EXERCISE TASK – Copy out the data below in full, swapping "object detector" for "image annotator" wherever it occurs and keeping every other character unchanged.

Object detection data –
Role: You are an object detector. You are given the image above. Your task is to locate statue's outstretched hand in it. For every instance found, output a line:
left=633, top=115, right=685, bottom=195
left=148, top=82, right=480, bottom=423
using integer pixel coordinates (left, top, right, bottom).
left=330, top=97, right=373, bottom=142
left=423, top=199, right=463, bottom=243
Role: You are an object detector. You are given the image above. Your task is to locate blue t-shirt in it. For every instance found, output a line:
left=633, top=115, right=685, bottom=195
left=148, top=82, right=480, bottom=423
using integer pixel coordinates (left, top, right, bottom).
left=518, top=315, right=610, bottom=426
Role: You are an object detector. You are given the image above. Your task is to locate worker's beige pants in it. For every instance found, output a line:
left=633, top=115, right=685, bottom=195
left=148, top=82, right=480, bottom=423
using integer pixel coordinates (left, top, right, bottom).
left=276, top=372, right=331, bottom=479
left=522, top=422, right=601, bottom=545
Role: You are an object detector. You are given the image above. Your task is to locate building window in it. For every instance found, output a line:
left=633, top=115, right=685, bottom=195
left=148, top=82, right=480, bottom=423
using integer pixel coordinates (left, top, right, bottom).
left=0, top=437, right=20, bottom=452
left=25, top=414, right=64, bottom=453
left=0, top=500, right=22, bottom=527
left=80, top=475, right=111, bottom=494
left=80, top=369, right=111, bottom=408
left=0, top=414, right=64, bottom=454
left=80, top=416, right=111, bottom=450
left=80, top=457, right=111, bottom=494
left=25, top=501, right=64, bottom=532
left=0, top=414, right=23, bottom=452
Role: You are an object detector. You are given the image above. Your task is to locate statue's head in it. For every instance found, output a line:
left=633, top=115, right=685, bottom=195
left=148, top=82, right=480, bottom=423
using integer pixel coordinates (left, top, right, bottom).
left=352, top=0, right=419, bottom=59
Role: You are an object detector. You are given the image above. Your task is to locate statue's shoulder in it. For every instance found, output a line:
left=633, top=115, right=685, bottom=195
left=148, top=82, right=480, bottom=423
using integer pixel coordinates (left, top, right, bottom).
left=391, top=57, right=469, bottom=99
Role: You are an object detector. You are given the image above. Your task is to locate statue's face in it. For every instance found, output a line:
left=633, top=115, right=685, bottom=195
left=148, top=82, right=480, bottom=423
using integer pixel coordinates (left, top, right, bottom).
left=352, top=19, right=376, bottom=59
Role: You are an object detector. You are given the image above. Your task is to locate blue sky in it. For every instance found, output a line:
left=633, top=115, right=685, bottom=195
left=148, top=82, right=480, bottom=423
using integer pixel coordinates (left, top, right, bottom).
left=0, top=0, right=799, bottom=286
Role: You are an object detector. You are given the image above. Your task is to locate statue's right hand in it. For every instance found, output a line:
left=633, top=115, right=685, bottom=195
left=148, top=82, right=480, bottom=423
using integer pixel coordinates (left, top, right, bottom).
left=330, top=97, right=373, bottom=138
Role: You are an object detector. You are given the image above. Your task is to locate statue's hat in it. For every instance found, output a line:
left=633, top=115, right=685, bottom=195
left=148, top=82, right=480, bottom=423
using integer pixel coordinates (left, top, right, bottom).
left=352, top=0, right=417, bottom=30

EXERCISE RESULT –
Role: You are an image annotator. You are given the image above. Your task is to locate statue's outstretched hand in it. For every instance found, output a line:
left=633, top=115, right=685, bottom=195
left=148, top=82, right=480, bottom=423
using integer pixel coordinates (left, top, right, bottom).
left=330, top=97, right=373, bottom=142
left=423, top=199, right=463, bottom=243
Role: You are an image annotator. You are given the image above. Your task is to locate blue t-shirt in it. For every instance found, output a line:
left=633, top=115, right=685, bottom=195
left=148, top=82, right=480, bottom=423
using integer pixel coordinates (left, top, right, bottom).
left=518, top=315, right=610, bottom=426
Role: You are an image annotator. You are given the image above. Your task is to locate worker's beige pants in it. For every instance found, output a line:
left=633, top=115, right=685, bottom=195
left=148, top=82, right=480, bottom=423
using integer pixel coordinates (left, top, right, bottom).
left=276, top=372, right=331, bottom=479
left=522, top=422, right=601, bottom=545
Role: You are an image annotator. You are given the image above. Your task is to locate building window in it. For every instance found, output a line:
left=633, top=115, right=685, bottom=195
left=148, top=82, right=480, bottom=423
using integer pixel coordinates (left, top, right, bottom).
left=0, top=437, right=20, bottom=452
left=25, top=414, right=64, bottom=453
left=0, top=500, right=22, bottom=527
left=80, top=475, right=111, bottom=494
left=80, top=369, right=111, bottom=408
left=0, top=414, right=64, bottom=454
left=80, top=416, right=111, bottom=450
left=80, top=457, right=111, bottom=494
left=25, top=501, right=64, bottom=532
left=0, top=414, right=23, bottom=452
Role: You are an image annotator. You are given the image above. Your task is to locate statue's head in it. For every instance found, output a line:
left=633, top=115, right=685, bottom=195
left=148, top=82, right=480, bottom=423
using integer pixel coordinates (left, top, right, bottom).
left=352, top=0, right=419, bottom=59
Role: You are an image annotator. You are given the image above. Your task is to locate statue's shoulder in it. For every instance found, output a line:
left=633, top=115, right=685, bottom=195
left=148, top=82, right=480, bottom=423
using integer pixel coordinates (left, top, right, bottom).
left=391, top=57, right=469, bottom=99
Role: You are an image annotator. You are given the image above. Your task is to locate statue's face in it. For every instance found, output a line:
left=633, top=115, right=685, bottom=195
left=148, top=82, right=480, bottom=423
using integer pixel coordinates (left, top, right, bottom).
left=352, top=19, right=376, bottom=59
Role: You are an image annotator. You are given the image above. Your task is to locate blue sky in it. For every instance found, output a line:
left=633, top=115, right=685, bottom=195
left=148, top=82, right=480, bottom=423
using integer pixel coordinates (left, top, right, bottom).
left=0, top=0, right=799, bottom=286
Role: You are an image annotator. You are given the image above. Your task is to locate statue's right hand in it. For every instance found, output a line:
left=633, top=115, right=685, bottom=195
left=148, top=82, right=480, bottom=423
using integer pixel coordinates (left, top, right, bottom).
left=330, top=97, right=373, bottom=138
Role: You are an image annotator. You are given the image above. Your task is to locate statue's hat in it. For every instance found, output a line:
left=633, top=115, right=685, bottom=195
left=148, top=82, right=480, bottom=423
using integer pixel coordinates (left, top, right, bottom).
left=352, top=0, right=417, bottom=30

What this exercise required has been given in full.